# EXERCISE PASSAGE
President Biden Tries To Set Tone For More Civil Future In Inauguration Address: He Talks Of “Unifying” The Nation After “Uncivil War.”

President Joe Biden delivers his inaugural address after he was sworn-in as the 46th President of the United States on the West Front of the U.S. Capitol in Washington, Wednesday, Jan. 20, 2021. (Erin Schaff/The New York Times via AP, Pool)

All eyes, and ears, were on President Joe Biden and his inaugural message at his inauguration.

With Biden’s wife Jill, son Hunter Biden and daughter Ashley Biden by his side, Supreme Court Chief Justice John Roberts administered the oath as Biden was sworn in as the 46th President Wednesday.

Biden focused his address on calling for the country to unify  after suffering from deep political divisions and a global pandemic. Biden said his inauguration was a day to “celebrate triumph, not of a candidate, but a cause. Democracy.”

On a day when 200,000 tickets would normally be distributed for people to watch Inauguration Day festivities in person, a crowd of just over 2,000 was on hand on a chilly day in Washington, D.C.   “This is America’s day. This is democracy’s day,” Biden said. ”America has been tested anew and America has risen to the challenge.”

# EXERCISE
Duplicate the stretch of the inauguration article from "With Biden’s wife" through "46th President Wednesday.", word for word.

# DATA UNDER STUDY
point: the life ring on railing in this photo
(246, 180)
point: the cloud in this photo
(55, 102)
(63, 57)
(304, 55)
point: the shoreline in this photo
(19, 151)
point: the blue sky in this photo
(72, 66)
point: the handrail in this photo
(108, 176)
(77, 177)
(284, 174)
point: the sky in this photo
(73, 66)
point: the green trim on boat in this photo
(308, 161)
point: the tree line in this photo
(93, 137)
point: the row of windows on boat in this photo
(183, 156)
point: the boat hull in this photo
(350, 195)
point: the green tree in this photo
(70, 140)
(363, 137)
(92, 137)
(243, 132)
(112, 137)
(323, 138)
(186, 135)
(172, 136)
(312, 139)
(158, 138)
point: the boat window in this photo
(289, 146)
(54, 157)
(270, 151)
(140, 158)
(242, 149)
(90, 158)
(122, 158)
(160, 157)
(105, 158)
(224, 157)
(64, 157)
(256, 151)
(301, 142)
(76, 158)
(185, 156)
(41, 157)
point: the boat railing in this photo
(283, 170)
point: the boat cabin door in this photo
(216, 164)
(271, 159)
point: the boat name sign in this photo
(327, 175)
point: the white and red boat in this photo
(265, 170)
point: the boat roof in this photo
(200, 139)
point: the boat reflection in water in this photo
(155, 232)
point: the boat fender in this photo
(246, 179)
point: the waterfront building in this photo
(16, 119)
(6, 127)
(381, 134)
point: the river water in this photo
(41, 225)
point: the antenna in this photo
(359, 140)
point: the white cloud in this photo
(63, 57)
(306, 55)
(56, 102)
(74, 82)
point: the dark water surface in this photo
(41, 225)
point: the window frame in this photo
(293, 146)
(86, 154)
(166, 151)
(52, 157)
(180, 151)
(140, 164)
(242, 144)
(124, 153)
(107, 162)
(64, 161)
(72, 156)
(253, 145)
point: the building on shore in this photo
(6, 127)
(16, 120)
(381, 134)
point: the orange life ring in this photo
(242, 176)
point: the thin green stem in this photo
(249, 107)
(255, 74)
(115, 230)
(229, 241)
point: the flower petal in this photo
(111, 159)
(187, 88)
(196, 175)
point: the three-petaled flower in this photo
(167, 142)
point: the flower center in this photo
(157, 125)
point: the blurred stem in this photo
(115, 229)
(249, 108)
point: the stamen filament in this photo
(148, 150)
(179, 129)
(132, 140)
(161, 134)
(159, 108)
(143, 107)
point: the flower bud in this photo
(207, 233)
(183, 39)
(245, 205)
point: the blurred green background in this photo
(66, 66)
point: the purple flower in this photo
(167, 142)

# EXERCISE RESPONSE
With Biden’s wife Jill, son Hunter Biden and daughter Ashley Biden by his side, Supreme Court Chief Justice John Roberts administered the oath as Biden was sworn in as the 46th President Wednesday.